- _PROBLEM DESCRIPTION_
Count how many lines of the material contain the string "flop", matching case exactly. Reply with the number only.

- _ROWS_
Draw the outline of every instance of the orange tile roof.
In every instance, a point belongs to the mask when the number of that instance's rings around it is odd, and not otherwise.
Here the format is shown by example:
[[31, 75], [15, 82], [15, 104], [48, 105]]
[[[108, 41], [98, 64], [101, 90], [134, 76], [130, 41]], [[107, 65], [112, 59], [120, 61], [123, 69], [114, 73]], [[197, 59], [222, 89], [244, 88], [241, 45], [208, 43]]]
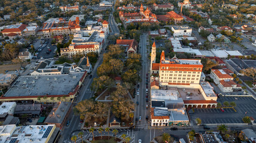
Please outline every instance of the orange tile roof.
[[88, 49], [94, 48], [94, 45], [75, 45], [74, 49]]
[[233, 79], [233, 77], [230, 75], [230, 73], [233, 73], [233, 72], [228, 69], [222, 69], [222, 70], [226, 74], [222, 74], [219, 69], [212, 69], [212, 72], [213, 72], [219, 79]]
[[109, 23], [107, 21], [105, 20], [105, 21], [103, 21], [103, 24], [109, 24]]
[[232, 87], [232, 85], [237, 85], [233, 80], [225, 81], [224, 80], [219, 80], [219, 83], [224, 87]]
[[7, 35], [7, 36], [15, 36], [17, 35], [18, 35], [18, 34], [15, 33], [10, 33]]
[[183, 100], [184, 104], [217, 104], [214, 100]]
[[159, 63], [152, 63], [152, 70], [159, 70]]
[[154, 80], [153, 82], [150, 83], [150, 87], [153, 86], [159, 86], [159, 82], [156, 82], [156, 80]]
[[151, 119], [169, 119], [170, 117], [168, 116], [155, 116], [153, 114], [153, 110], [155, 108], [150, 108], [150, 115]]

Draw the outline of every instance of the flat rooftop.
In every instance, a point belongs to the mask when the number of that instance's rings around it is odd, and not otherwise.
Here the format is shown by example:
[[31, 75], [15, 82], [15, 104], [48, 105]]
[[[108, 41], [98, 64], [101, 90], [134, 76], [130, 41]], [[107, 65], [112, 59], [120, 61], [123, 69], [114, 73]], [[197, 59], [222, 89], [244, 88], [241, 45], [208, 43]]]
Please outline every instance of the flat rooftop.
[[174, 30], [186, 30], [186, 29], [191, 29], [191, 27], [188, 26], [172, 26]]
[[183, 100], [204, 100], [199, 89], [178, 88], [179, 93]]
[[20, 76], [4, 97], [67, 95], [74, 90], [83, 73]]
[[156, 100], [177, 100], [177, 91], [151, 90], [151, 99]]
[[0, 143], [44, 143], [56, 128], [55, 125], [17, 127], [15, 125], [0, 126]]
[[[4, 113], [8, 113], [8, 111], [11, 109], [11, 108], [15, 108], [16, 102], [3, 102], [0, 105], [0, 115], [2, 115]], [[13, 111], [14, 109], [13, 109]]]

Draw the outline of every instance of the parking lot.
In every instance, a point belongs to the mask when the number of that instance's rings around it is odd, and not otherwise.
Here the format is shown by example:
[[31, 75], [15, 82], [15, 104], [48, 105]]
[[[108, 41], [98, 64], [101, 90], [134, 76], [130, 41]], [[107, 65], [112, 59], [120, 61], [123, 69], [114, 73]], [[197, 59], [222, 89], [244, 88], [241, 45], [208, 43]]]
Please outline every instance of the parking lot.
[[242, 120], [245, 116], [256, 118], [256, 101], [249, 97], [221, 97], [218, 102], [234, 101], [236, 107], [234, 108], [195, 108], [189, 111], [189, 116], [193, 125], [195, 119], [200, 118], [202, 124], [236, 124], [243, 123]]

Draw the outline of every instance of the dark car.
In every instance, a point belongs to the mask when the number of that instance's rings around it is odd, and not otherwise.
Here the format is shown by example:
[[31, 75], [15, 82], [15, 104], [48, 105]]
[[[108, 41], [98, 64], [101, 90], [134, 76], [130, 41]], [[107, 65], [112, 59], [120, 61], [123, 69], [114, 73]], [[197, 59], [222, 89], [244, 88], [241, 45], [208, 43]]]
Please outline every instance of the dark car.
[[209, 128], [207, 126], [204, 125], [204, 129], [210, 129], [210, 128]]
[[67, 122], [67, 126], [70, 126], [70, 120], [68, 120], [68, 121]]

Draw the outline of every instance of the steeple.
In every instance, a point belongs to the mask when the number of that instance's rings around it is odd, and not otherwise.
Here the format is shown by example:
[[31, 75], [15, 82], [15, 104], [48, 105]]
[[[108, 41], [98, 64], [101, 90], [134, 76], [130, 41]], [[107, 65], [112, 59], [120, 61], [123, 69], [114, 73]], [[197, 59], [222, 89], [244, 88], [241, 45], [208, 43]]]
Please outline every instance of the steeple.
[[90, 66], [90, 63], [89, 62], [89, 58], [88, 58], [88, 56], [87, 55], [87, 62], [86, 62], [86, 66], [87, 67], [89, 67]]

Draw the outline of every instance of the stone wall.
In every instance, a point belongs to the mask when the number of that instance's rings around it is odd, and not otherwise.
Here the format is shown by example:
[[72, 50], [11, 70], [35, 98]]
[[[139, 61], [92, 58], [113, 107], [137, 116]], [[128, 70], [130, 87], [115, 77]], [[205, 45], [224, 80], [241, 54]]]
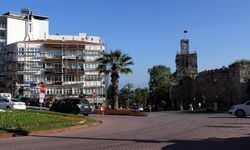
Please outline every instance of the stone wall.
[[220, 109], [227, 109], [250, 98], [247, 92], [249, 75], [250, 64], [206, 70], [178, 79], [172, 84], [170, 98], [177, 109], [181, 108], [181, 104], [188, 109], [190, 103], [196, 108], [199, 102], [207, 109], [212, 109], [215, 102]]

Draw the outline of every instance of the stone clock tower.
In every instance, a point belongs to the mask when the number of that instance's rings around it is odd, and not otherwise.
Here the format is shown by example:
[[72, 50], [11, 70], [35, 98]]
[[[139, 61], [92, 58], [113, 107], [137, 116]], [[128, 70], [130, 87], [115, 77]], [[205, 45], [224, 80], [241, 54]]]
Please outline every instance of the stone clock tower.
[[189, 40], [180, 40], [181, 52], [177, 53], [175, 58], [176, 63], [176, 78], [182, 79], [185, 76], [193, 76], [198, 73], [197, 69], [197, 54], [189, 53]]

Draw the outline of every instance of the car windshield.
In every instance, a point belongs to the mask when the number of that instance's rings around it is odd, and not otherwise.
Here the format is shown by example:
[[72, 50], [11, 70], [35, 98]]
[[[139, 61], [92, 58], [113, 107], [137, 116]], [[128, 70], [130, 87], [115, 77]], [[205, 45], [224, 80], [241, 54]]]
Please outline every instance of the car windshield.
[[82, 99], [82, 100], [81, 100], [81, 104], [89, 104], [89, 101], [86, 100], [86, 99]]
[[21, 102], [19, 99], [11, 99], [12, 102]]

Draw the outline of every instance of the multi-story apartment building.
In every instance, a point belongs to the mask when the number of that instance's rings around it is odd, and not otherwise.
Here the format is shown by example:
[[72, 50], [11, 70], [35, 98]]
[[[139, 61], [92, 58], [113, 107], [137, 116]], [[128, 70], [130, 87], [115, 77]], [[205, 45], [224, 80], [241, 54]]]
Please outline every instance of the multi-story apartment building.
[[48, 17], [24, 11], [0, 17], [0, 90], [39, 97], [39, 85], [45, 83], [46, 96], [83, 94], [90, 102], [105, 100], [106, 77], [96, 61], [105, 51], [101, 38], [49, 35]]

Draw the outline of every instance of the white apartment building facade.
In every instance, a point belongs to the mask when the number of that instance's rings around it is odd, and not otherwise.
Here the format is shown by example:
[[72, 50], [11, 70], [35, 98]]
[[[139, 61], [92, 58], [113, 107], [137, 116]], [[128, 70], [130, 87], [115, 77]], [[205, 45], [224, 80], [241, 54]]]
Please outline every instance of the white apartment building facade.
[[0, 17], [0, 33], [1, 20], [5, 31], [0, 48], [1, 91], [39, 97], [39, 85], [45, 83], [47, 97], [83, 94], [92, 103], [105, 100], [106, 77], [98, 72], [96, 61], [105, 51], [100, 37], [49, 35], [48, 17], [31, 12], [5, 13]]

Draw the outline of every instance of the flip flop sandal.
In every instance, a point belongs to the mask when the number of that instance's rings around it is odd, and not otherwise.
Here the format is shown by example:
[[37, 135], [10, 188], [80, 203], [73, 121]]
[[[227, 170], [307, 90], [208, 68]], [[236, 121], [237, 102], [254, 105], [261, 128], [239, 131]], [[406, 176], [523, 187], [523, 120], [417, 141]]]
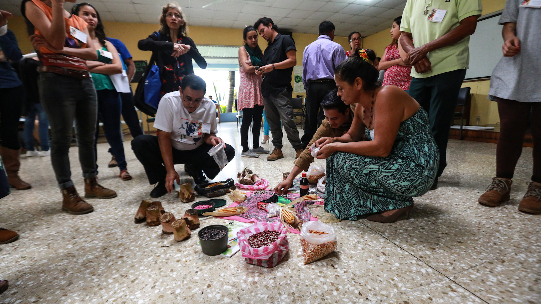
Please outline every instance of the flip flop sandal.
[[[126, 173], [125, 174], [122, 174], [123, 173]], [[128, 173], [127, 170], [123, 170], [120, 171], [120, 174], [118, 174], [118, 177], [120, 177], [123, 181], [129, 181], [131, 179], [131, 175], [130, 175], [129, 173]]]

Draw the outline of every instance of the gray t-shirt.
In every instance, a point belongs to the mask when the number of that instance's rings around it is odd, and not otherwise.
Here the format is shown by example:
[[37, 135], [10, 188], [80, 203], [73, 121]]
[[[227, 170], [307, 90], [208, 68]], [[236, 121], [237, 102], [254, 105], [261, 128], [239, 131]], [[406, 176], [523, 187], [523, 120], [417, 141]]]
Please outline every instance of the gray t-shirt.
[[541, 102], [541, 8], [519, 7], [522, 0], [507, 0], [498, 23], [517, 23], [520, 51], [502, 57], [492, 71], [489, 98]]

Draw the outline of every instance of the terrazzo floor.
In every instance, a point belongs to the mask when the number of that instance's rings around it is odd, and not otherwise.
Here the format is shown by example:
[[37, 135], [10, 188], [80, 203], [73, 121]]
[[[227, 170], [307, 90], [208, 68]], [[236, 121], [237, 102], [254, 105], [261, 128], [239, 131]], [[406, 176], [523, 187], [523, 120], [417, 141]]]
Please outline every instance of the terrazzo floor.
[[[295, 154], [288, 143], [283, 159], [243, 158], [235, 123], [219, 130], [236, 156], [215, 180], [247, 167], [273, 187], [291, 170]], [[50, 157], [22, 158], [21, 175], [32, 188], [0, 200], [0, 227], [20, 234], [0, 245], [0, 279], [10, 281], [0, 303], [541, 303], [541, 216], [517, 209], [531, 174], [531, 148], [524, 149], [511, 201], [489, 208], [477, 200], [495, 171], [496, 145], [451, 140], [439, 188], [415, 198], [409, 220], [333, 223], [336, 251], [306, 266], [299, 236], [290, 234], [289, 252], [272, 269], [246, 263], [240, 253], [204, 255], [195, 234], [177, 242], [160, 227], [134, 223], [153, 186], [128, 141], [131, 181], [107, 167], [108, 148], [98, 144], [100, 182], [118, 195], [89, 200], [95, 211], [84, 215], [61, 210]], [[82, 192], [76, 150], [70, 157]], [[190, 179], [183, 165], [176, 168]], [[189, 208], [173, 194], [160, 200], [175, 215]]]

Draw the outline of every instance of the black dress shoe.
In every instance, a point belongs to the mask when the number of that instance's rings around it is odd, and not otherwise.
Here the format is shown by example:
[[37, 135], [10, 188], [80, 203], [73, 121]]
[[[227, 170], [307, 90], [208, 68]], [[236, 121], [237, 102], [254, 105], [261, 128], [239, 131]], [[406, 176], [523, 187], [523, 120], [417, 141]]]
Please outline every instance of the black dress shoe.
[[158, 182], [158, 184], [156, 185], [154, 189], [150, 191], [150, 197], [159, 197], [167, 194], [167, 189], [166, 189], [166, 182]]
[[194, 178], [194, 182], [195, 182], [195, 184], [208, 183], [208, 180], [204, 177], [203, 170], [200, 169], [194, 168], [193, 165], [191, 164], [187, 163], [184, 165], [184, 171]]
[[432, 183], [432, 186], [430, 187], [429, 191], [430, 190], [436, 190], [437, 189], [438, 189], [438, 177], [436, 177], [436, 179], [434, 180], [434, 182]]

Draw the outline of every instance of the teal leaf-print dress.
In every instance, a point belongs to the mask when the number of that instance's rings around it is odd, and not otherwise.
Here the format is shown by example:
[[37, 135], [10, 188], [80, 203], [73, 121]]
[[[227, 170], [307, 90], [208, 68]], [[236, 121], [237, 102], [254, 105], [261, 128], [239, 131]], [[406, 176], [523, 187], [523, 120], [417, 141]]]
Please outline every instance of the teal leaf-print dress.
[[[370, 131], [366, 136], [372, 140]], [[421, 108], [402, 122], [385, 157], [335, 152], [327, 160], [325, 210], [337, 219], [408, 206], [428, 190], [439, 153], [426, 112]]]

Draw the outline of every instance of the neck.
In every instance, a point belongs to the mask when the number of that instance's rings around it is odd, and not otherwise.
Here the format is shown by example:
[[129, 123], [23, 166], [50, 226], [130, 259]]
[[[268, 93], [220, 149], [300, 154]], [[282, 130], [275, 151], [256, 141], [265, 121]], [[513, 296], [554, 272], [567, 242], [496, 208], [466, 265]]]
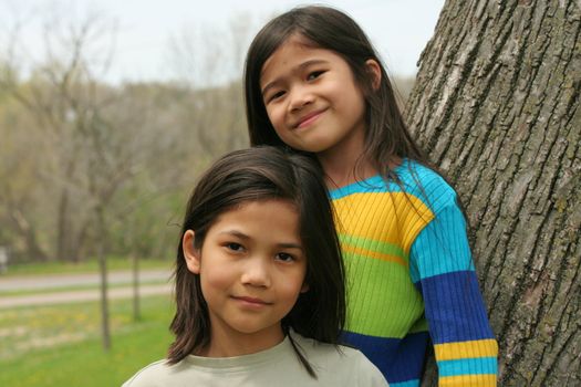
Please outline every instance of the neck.
[[361, 179], [374, 176], [377, 170], [369, 160], [357, 160], [343, 155], [317, 155], [325, 172], [326, 186], [331, 189], [343, 187]]
[[271, 334], [246, 334], [224, 332], [212, 332], [210, 344], [199, 356], [204, 357], [234, 357], [272, 348], [284, 339], [282, 328]]

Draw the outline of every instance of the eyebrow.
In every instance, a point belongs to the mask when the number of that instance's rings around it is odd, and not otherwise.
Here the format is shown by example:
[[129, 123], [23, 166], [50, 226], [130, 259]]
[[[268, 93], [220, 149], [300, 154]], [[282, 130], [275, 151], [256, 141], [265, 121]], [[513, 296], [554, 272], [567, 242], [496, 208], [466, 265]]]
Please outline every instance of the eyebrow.
[[[299, 65], [297, 66], [297, 70], [304, 70], [305, 67], [309, 67], [309, 66], [311, 66], [311, 65], [313, 65], [313, 64], [326, 64], [326, 63], [329, 63], [329, 61], [325, 61], [325, 60], [323, 60], [323, 59], [312, 59], [312, 60], [309, 60], [309, 61], [305, 61], [305, 62], [299, 64]], [[269, 88], [274, 87], [274, 86], [277, 85], [277, 83], [279, 82], [279, 80], [280, 80], [280, 77], [276, 79], [276, 80], [272, 81], [272, 82], [269, 82], [269, 83], [264, 86], [264, 88], [262, 88], [262, 91], [261, 91], [262, 96], [264, 96], [264, 94], [267, 93], [267, 91], [268, 91]]]
[[[245, 241], [251, 239], [249, 236], [247, 236], [246, 233], [240, 232], [238, 230], [226, 230], [226, 231], [219, 232], [219, 234], [232, 236], [232, 237], [236, 237], [236, 238], [240, 238], [241, 240], [245, 240]], [[277, 247], [279, 247], [281, 249], [299, 249], [299, 250], [303, 250], [302, 249], [302, 244], [294, 243], [294, 242], [281, 242], [281, 243], [277, 243]]]

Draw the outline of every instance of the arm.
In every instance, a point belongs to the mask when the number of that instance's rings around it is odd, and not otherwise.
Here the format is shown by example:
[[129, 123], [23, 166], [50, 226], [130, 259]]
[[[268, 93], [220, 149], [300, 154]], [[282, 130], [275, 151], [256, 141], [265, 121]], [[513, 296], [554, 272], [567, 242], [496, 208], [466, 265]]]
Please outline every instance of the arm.
[[411, 273], [421, 291], [439, 386], [496, 386], [498, 346], [478, 289], [464, 216], [455, 195], [412, 245]]

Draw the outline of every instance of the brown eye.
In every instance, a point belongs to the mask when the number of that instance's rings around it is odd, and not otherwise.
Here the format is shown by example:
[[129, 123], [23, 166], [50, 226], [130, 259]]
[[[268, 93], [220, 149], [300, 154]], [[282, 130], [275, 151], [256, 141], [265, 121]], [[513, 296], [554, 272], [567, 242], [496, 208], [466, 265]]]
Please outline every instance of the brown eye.
[[313, 71], [309, 73], [309, 76], [307, 76], [308, 81], [317, 80], [319, 76], [321, 76], [324, 73], [324, 71]]

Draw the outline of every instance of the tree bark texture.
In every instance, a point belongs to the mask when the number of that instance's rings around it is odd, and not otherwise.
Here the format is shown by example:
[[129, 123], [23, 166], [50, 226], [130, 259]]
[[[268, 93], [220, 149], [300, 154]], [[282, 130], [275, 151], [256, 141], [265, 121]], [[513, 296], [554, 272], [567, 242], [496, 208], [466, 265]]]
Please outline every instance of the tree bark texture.
[[466, 209], [501, 386], [581, 386], [580, 32], [579, 0], [447, 0], [406, 106]]

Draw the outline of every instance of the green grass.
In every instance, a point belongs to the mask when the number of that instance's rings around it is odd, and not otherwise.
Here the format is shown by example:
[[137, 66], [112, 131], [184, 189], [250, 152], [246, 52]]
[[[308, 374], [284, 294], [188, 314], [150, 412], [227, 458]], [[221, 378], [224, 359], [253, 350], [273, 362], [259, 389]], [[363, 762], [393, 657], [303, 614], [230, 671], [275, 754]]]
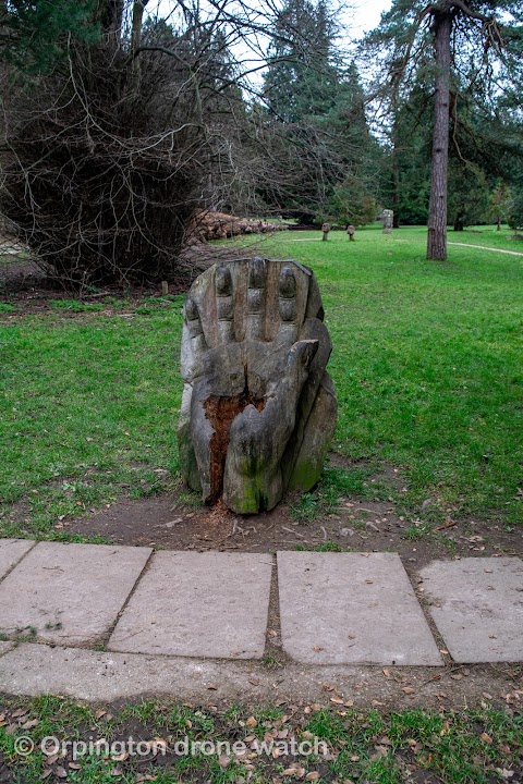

- _WRITTEN RESPONSE_
2